### Set problem 1
According to the passage on religious hypocrisy, which chapter of Matthew records Jesus warning the Pharisees with the seven woes?
### Set problem 2
Retype the entries verbatim, starting at the line that contains "Please place a dot on the truck" and continuing through the final line of the entries, with both ends included.

### Document extract

★ ★ ★

The Problem of Religious Hypocrisy
No one likes a religious hypocrite –those with a “holier than thou” attitude. They represent everything that Jesus opposed. In Matthew 23, Jesus warns the Pharisees with the seven woes of hypocrisy. While it is easy to point our fingers at them, we must realize how we too can fall into religious hypocrisy.
The first "woe" Jesus speaks to them is how they “shut the door of the Kingdom of Heaven in people’s faces.” (13) They made the way to heaven more difficult than it was. Rather than embracing Jesus’ teaching that all that is needed is faith, they taught of a God who was impossible to please, whose commands were impossible to obey, and made heaven seem to be an impossible goal.
Maybe you’ve heard similar teaching that requires us to do more religious works than can be done. Jesus warns how this is evil; it is contrary to the gospel of grace. We must simply believe, “Yet to all who did receive him, to those who believed in his name, he gave the right to become children of God—children born not of natural descent, nor of human decision or a husband’s will, but born of God.” (John 1:12-13)

★ ★ ★

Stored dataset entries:
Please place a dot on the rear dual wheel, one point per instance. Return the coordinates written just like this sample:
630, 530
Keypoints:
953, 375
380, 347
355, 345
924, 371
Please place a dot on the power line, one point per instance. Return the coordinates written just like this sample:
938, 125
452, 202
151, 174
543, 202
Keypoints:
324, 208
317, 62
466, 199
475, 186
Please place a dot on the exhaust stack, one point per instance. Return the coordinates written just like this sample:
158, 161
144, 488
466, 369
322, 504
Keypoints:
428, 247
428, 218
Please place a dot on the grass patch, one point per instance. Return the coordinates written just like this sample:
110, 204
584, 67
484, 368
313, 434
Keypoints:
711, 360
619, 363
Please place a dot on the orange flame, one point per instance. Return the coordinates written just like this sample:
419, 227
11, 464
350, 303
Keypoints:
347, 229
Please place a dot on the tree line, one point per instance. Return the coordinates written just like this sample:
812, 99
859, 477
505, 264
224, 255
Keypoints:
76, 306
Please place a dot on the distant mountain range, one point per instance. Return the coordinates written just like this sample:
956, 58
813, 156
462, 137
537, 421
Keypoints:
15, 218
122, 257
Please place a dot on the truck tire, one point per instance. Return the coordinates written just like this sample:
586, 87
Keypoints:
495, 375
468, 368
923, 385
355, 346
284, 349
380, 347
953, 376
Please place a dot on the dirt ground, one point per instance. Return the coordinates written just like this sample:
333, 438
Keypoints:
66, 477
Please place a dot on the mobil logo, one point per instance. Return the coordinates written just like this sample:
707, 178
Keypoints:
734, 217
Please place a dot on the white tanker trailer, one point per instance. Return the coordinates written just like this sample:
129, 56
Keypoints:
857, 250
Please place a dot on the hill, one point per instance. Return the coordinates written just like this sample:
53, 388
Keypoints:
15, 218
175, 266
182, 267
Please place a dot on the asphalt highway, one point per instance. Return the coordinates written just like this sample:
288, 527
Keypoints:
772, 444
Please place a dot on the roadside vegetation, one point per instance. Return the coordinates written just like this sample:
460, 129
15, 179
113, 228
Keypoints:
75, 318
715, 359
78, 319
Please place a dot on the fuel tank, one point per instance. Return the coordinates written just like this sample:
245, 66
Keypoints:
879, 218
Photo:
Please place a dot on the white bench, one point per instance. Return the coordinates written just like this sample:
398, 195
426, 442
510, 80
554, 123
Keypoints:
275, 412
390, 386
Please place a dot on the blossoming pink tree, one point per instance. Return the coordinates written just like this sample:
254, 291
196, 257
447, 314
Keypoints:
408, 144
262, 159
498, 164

★ ★ ★

### Task solution 1
Matthew 23

### Task solution 2
Please place a dot on the truck tire, one point per instance. Return the coordinates written just like this sample:
586, 87
Keypoints:
495, 375
468, 368
923, 385
355, 346
284, 349
380, 347
953, 376
Please place a dot on the dirt ground, one point per instance. Return the coordinates written just like this sample:
333, 438
Keypoints:
66, 477
Please place a dot on the mobil logo, one point per instance. Return the coordinates written just like this sample:
707, 178
Keypoints:
734, 217
Please place a dot on the white tanker trailer, one point per instance. Return the coordinates written just like this sample:
129, 56
Keypoints:
857, 250
Please place a dot on the hill, one point per instance. Return the coordinates written just like this sample:
53, 388
Keypoints:
15, 218
175, 266
182, 267
Please place a dot on the asphalt highway, one point per instance. Return the coordinates written just like this sample:
288, 527
Keypoints:
772, 444
Please place a dot on the roadside vegetation, one point per instance. Return the coordinates written just like this sample:
460, 129
15, 179
113, 228
Keypoints:
75, 318
715, 359
78, 319
Please place a dot on the fuel tank, one point per instance. Return the coordinates written just like this sample:
245, 66
Keypoints:
879, 218
Photo:
Please place a dot on the white bench, one point per instance. Return the coordinates written just like this sample:
398, 195
426, 442
510, 80
554, 123
Keypoints:
275, 412
390, 386
Please place a dot on the blossoming pink tree, one point per instance. Return the coordinates written just like this sample:
254, 291
196, 257
447, 314
Keypoints:
408, 144
262, 159
498, 164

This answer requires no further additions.